Supplied data:
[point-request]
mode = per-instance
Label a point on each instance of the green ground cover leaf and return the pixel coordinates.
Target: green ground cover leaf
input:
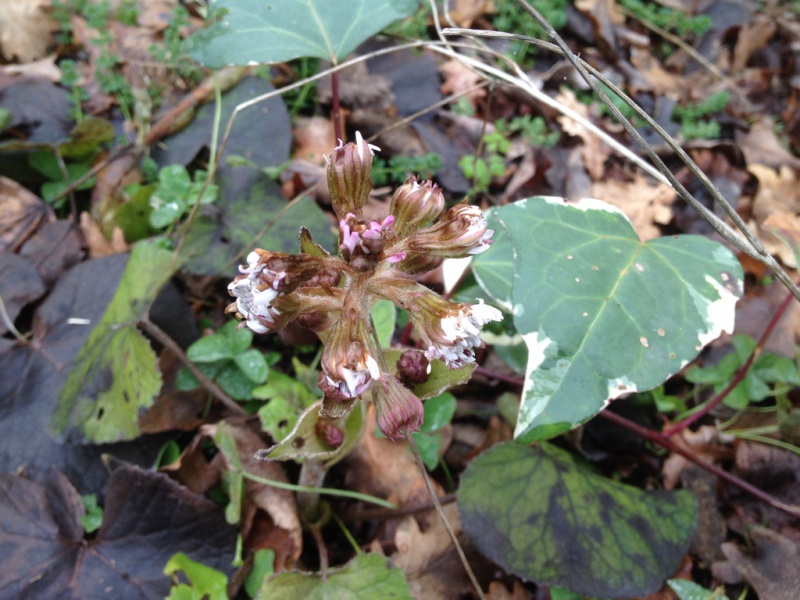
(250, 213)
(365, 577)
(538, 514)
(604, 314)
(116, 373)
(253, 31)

Work to complete: Copy the item above word for word, omitting the picture.

Exercise solution:
[point-request]
mode = per-instance
Label a point on each instance of the green ground cover leaf and return the pixel coordinates.
Target: green ground cover leaf
input:
(250, 213)
(365, 577)
(538, 514)
(604, 314)
(116, 373)
(253, 31)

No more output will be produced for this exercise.